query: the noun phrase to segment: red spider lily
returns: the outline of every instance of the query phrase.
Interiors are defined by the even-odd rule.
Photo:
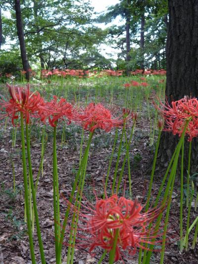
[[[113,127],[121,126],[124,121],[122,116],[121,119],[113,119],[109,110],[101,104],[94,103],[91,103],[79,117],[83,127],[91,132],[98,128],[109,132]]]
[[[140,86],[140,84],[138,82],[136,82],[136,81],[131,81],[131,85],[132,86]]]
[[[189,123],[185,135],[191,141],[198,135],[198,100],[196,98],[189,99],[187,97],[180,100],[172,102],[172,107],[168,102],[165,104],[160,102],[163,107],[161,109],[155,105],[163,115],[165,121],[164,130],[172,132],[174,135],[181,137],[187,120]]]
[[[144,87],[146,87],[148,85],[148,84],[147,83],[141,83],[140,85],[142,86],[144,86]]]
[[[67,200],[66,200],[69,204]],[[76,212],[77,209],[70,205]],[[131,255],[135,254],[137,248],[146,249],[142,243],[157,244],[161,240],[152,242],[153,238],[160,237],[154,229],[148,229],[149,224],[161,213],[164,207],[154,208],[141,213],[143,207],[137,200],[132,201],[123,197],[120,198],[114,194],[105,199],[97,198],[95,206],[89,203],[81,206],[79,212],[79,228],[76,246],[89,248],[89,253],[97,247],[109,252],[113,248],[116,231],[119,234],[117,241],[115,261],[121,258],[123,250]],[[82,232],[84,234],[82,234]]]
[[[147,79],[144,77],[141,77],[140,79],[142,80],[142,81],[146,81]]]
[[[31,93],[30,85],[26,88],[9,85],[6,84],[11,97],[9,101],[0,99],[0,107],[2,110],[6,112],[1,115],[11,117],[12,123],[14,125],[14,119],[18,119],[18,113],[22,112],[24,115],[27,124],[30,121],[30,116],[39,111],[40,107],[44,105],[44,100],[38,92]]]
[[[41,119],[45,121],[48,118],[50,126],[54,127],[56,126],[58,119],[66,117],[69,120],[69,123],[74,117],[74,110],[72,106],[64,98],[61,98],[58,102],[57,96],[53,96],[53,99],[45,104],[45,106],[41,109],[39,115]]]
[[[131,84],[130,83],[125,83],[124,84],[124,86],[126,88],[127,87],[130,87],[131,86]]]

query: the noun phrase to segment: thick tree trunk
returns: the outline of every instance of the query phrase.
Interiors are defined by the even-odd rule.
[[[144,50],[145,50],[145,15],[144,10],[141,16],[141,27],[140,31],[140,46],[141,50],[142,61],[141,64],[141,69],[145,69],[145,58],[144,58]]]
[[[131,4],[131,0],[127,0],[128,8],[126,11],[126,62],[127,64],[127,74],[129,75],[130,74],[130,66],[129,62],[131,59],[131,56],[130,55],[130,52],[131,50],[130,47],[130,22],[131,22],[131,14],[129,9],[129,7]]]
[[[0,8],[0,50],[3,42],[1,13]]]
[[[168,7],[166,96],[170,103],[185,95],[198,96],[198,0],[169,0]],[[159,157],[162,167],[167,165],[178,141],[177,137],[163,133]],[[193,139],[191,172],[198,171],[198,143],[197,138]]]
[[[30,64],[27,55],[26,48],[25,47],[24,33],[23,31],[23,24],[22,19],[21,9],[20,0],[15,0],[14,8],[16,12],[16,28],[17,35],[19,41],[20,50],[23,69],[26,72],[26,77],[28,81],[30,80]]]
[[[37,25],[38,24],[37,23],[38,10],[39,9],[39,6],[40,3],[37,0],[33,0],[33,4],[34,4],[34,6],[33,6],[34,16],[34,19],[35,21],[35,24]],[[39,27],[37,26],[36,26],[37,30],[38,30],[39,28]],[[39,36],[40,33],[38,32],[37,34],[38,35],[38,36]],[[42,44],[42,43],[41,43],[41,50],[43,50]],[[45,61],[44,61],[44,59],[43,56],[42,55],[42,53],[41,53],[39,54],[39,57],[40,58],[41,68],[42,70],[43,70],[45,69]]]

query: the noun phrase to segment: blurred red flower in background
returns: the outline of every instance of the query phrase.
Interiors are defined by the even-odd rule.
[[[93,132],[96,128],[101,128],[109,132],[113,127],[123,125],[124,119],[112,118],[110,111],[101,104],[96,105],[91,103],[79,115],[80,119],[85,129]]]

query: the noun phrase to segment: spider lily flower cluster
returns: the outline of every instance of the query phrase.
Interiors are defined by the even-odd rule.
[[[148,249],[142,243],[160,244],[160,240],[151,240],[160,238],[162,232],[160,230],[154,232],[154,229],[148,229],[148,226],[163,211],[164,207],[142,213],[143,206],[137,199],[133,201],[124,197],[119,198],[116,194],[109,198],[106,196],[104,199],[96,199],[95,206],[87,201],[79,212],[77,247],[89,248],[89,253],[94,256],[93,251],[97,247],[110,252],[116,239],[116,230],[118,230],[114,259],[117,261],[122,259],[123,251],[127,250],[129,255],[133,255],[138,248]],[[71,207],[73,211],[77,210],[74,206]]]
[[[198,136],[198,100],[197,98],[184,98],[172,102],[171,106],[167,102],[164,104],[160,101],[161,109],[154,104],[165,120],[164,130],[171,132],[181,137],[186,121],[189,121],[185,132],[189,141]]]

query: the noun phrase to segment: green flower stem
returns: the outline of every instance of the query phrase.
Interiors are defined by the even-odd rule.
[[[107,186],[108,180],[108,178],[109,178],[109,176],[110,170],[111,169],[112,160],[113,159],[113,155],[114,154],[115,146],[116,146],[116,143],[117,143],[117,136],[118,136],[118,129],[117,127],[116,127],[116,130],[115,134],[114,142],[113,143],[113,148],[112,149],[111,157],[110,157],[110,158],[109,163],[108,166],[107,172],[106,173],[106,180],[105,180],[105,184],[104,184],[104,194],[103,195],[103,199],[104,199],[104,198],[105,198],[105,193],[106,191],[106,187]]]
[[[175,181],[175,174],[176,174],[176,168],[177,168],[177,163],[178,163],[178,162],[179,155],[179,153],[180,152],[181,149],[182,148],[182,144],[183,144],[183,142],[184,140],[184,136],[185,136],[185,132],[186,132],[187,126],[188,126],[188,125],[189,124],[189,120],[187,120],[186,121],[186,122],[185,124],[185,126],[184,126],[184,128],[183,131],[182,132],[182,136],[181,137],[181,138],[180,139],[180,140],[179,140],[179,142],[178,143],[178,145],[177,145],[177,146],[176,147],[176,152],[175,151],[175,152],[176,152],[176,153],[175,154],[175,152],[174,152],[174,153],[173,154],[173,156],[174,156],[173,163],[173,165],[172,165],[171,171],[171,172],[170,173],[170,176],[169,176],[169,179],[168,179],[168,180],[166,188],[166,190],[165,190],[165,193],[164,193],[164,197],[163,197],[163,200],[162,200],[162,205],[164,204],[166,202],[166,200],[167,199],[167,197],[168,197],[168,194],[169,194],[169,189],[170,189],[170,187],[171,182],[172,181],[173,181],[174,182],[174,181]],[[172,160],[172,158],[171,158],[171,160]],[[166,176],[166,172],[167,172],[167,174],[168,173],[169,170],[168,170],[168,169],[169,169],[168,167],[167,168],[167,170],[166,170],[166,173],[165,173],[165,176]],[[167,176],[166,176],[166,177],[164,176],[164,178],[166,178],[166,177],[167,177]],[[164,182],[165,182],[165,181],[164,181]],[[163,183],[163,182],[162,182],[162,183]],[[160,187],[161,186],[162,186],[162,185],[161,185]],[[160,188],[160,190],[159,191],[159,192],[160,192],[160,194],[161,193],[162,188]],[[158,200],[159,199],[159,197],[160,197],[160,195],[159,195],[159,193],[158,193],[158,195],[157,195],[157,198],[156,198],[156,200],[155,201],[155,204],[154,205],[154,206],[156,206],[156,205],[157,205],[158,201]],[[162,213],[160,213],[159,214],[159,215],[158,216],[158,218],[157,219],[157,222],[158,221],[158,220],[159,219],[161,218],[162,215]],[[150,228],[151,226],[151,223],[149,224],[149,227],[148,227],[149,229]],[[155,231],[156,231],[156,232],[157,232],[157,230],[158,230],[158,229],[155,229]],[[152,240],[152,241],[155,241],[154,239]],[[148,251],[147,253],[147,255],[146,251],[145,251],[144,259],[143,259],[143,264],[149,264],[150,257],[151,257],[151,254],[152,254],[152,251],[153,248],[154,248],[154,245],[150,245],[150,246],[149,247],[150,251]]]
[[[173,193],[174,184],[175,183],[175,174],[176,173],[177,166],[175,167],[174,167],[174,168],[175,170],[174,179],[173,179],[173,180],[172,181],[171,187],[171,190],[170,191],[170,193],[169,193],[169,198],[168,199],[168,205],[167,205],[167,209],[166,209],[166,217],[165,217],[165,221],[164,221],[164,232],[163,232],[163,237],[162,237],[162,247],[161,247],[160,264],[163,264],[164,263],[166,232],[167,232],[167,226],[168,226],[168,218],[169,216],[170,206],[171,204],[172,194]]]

*-*-*

### EXERCISE DESCRIPTION
Gather every line of the rows above that contains the word "lily", matching uppercase and lowercase exactly.

### EXERCISE SOLUTION
query: the noun phrase to segment: red spider lily
query: the noun phrase to segment: spider lily flower cluster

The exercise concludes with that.